TEXTE FOURNI:
_ _ _ _ _
D’où l’appel à la vigilance lancé par la Dre Silvia Stringhini pour les fêtes: « Cette faible immunité chez les personnes de plus de 65 ans, combinée au fait que les enfants s’infectent aussi facilement que les adultes, devrait nous inciter à une extrême prudence dans les rencontres intergénérationnelles ».
Une immunité acquise lentement
Pour le Pr Laurent Kaiser, « cette immunité reste insuffisante pour protéger l’ensemble de la population genevoise dans les semaines et mois à venir ». Le médecin-chef du Service des maladies infectieuses des HUG et professeur au Département de médecine de la Faculté de médecine de l’UNIGE rappelle deux points importants : « Il s’agira de savoir si cette immunité dure à long terme ou si elle décline deux ans après l’exposition au virus et de connaître la proportion des personnes qui se feront vacciner sous peu ».
La réaction est la même du côté du Pr François Chappuis, chef du Département de médecine de premier recours des HUG et professeur au Département de santé et médecine communautaires de la Faculté de médecine de l’UNIGE : « Cela met en évidence l’importance cruciale de la vaccination pour les personnes à risque et le maintien nécessaire des distances sociales pour tous et toutes. »
L’intérêt des études de séroprévalence
Cette étude prouve également que l’acquisition d’une immunité par une population, capable de freiner la propagation d’un virus, prend du temps. C’est tout l’intérêt des enquêtes de séroprévalence qui servent à mesurer la proportion de la population déjà exposée au coronavirus. En revanche, elles ne permettent pas de conclure à une immunité totale ou partielle contre ce dernier, ni de présager sur sa durée.
_ _ _ _ _
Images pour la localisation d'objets
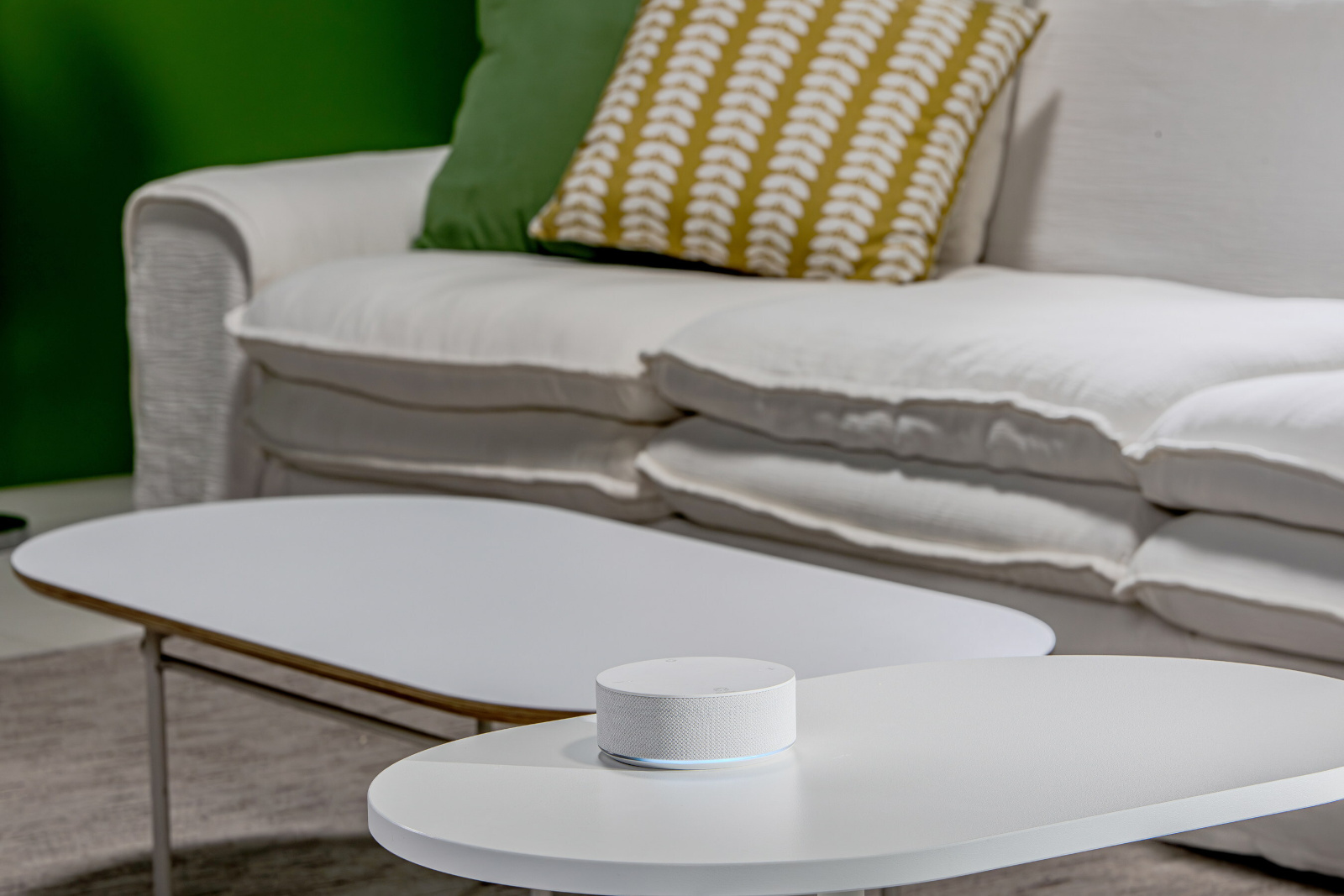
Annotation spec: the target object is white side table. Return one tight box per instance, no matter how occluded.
[368,657,1344,896]
[12,495,1055,896]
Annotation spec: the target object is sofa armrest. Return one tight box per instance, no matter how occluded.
[123,148,448,508]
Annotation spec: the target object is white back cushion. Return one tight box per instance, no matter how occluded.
[986,0,1344,297]
[654,265,1344,485]
[226,250,815,422]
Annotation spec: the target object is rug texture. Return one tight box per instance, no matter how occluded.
[0,639,1344,896]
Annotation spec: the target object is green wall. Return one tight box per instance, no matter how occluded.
[0,0,477,486]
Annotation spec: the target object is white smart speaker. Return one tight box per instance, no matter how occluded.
[596,657,797,768]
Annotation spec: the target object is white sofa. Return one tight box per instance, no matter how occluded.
[125,0,1344,874]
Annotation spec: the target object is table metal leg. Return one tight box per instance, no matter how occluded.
[139,631,172,896]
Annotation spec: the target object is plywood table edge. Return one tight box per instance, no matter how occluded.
[11,565,590,726]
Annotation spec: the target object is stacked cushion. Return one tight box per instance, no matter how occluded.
[226,251,808,422]
[1126,371,1344,532]
[1118,513,1344,661]
[640,418,1169,598]
[227,251,809,520]
[247,378,667,520]
[654,266,1344,485]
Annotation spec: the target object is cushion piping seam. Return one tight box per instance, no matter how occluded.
[636,451,1125,584]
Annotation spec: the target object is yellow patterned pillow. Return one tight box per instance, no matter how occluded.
[529,0,1043,284]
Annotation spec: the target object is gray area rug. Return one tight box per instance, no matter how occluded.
[0,641,1344,896]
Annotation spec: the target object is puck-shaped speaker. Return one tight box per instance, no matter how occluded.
[596,657,797,768]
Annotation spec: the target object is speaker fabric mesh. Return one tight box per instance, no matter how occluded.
[596,679,795,762]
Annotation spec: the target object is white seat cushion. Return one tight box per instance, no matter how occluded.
[1126,371,1344,532]
[654,266,1344,485]
[638,418,1169,598]
[247,379,669,520]
[1118,513,1344,661]
[227,251,806,421]
[986,0,1344,298]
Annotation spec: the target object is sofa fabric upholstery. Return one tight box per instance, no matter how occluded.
[247,378,668,521]
[227,250,816,422]
[986,0,1344,298]
[1126,371,1344,532]
[654,266,1344,485]
[640,417,1169,599]
[123,148,448,508]
[1120,513,1344,661]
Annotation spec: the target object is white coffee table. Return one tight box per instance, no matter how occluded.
[11,495,1053,896]
[368,657,1344,896]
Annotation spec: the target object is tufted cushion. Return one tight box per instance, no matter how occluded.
[988,0,1344,298]
[1126,371,1344,532]
[654,266,1344,485]
[638,418,1169,598]
[226,251,805,421]
[1118,513,1344,661]
[247,379,668,520]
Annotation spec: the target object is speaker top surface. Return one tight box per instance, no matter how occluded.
[596,657,793,697]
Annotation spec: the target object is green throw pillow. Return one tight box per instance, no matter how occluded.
[415,0,638,253]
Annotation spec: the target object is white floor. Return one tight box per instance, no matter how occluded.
[0,475,141,659]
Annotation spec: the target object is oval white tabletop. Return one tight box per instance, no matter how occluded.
[12,495,1053,721]
[368,657,1344,896]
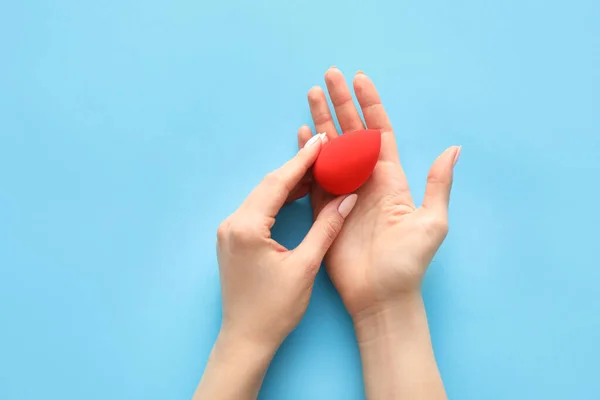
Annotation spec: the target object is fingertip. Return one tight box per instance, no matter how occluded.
[308,86,325,102]
[325,67,342,80]
[338,193,358,218]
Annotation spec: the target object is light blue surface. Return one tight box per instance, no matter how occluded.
[0,0,600,400]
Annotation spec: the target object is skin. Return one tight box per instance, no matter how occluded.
[298,67,460,400]
[194,67,460,400]
[194,136,357,400]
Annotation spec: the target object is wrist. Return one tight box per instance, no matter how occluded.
[214,329,279,365]
[352,290,427,344]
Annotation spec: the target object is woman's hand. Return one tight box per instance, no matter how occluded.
[298,67,460,317]
[298,67,460,400]
[194,135,357,400]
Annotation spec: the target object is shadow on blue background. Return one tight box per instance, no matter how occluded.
[0,0,600,400]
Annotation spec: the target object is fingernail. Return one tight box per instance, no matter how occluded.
[338,193,358,218]
[304,133,329,147]
[304,135,321,147]
[452,146,462,167]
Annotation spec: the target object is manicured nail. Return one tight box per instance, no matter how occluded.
[304,135,321,147]
[304,133,329,147]
[452,146,462,167]
[338,193,358,218]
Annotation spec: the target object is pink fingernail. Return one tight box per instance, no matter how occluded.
[452,146,462,167]
[304,133,329,147]
[338,193,358,218]
[304,135,321,147]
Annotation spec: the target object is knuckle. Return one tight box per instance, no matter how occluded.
[428,215,449,236]
[217,219,229,242]
[228,220,256,244]
[323,219,342,241]
[265,169,294,193]
[265,170,281,186]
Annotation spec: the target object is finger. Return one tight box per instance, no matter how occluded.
[298,125,312,149]
[242,135,326,217]
[286,125,312,203]
[308,86,338,139]
[423,146,461,215]
[325,67,365,132]
[285,181,311,204]
[294,194,358,267]
[354,72,400,163]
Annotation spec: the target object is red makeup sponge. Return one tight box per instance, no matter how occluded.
[313,129,381,195]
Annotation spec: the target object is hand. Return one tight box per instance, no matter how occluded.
[298,67,460,318]
[194,135,357,400]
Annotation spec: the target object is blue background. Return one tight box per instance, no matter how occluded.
[0,0,600,400]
_ _ _ _ _
CONSIGNES À SUIVRE:
- 1) Résumez en deux phrases le texte sur l'immunité de la population genevoise.
- 2) Rédigez la suite du texte sur l'immunité de la population genevoise, à partir de sa dernière phrase.

RÉPONSES NUMÉROTÉES:
- 1) Selon les spécialistes cités, l'immunité acquise reste insuffisante pour protéger l'ensemble de la population genevoise, ce qui appelle à une extrême prudence lors des rencontres intergénérationnelles, à la vaccination des personnes à risque et au maintien des distances sociales. L'acquisition d'une immunité par une population prend du temps, et les enquêtes de séroprévalence mesurent la part de la population déjà exposée au coronavirus sans permettre de conclure à une immunité totale ou partielle ni d'en présager la durée.

- 2)
Avec 2’072 participant∙es
L’étude a été réalisée auprès de deux catégories de personnes
• un échantillon aléatoire de personnes âgées de 18 à 65 ans, suivies dans le cadre de l’étude SEROCoV-POP menée au printemps dernier, et
• un échantillon représentatif de personnes de moins de 18 ans et de plus de 65 ans, tiré des listes de l’Office fédéral de la statistique, dans le cadre du programme national Corona Immunitas.
Ces échantillons sont constitués de 47% d’hommes et 53% de femmes ; ils incluent 3% d’enfants de 0 à 6 ans et 13% de personnes âgées de plus de 65 ans. Le recrutement des participant·es se poursuit jusqu’au 23 décembre prochain en vue d’obtenir des estimations encore plus précises dans les semaines à venir.
L’étude a été conduite par l’Unité d’épidémiologie populationnelle du Service de médecine de premier recours (SMPR) des HUG, sous la direction de la Dre Silvia Stringhini, responsable de l’Unité et privat-docent de la Faculté de médecine de l’UNIGE, et du Pr Idris Guessous, médecin-chef du SMPR et professeur au Département de santé et médecine communautaires de la Faculté de médecine. Elle a bénéficié de la collaboration du Laboratoire de virologie et du Centre des maladies virales émergentes, dirigés par le Pr Laurent Kaiser, de l’Institut de santé globale de l’UNIGE dirigé par le Pr Antoine Flahault et de la Plateforme de recherche pédiatrique pilotée par la Pre Klara Posfay-Barbe. Son financement a été assuré par la Fondation privée des HUG, l’Office fédéral de la santé publique, l’Ecole suisse de Santé publique (programme Corona Immunitas), le Centre des maladies virales émergentes ainsi que le Département de médecine de premier recours de la Faculté de médecine de l’UNIGE et des HUG.
Etude Specchio-COVID-19
Les personnes ayant participé aux études de séroprévalence sont aujourd’hui invitées à être suivies dans le cadre du projet Specchio-COVID-19. Cette plateforme a pour but de suivre le statut immunologique des Genevois·es au cours du temps afin d’élucider les dynamiques immunitaires et de modéliser la progression de la pandémie. Elle vise également à mesurer et à étudier l’impact à long terme de la pandémie de Covid-19 sur le Canton de Genève, à travers plusieurs dimensions de la santé et de l’environnement social et économique.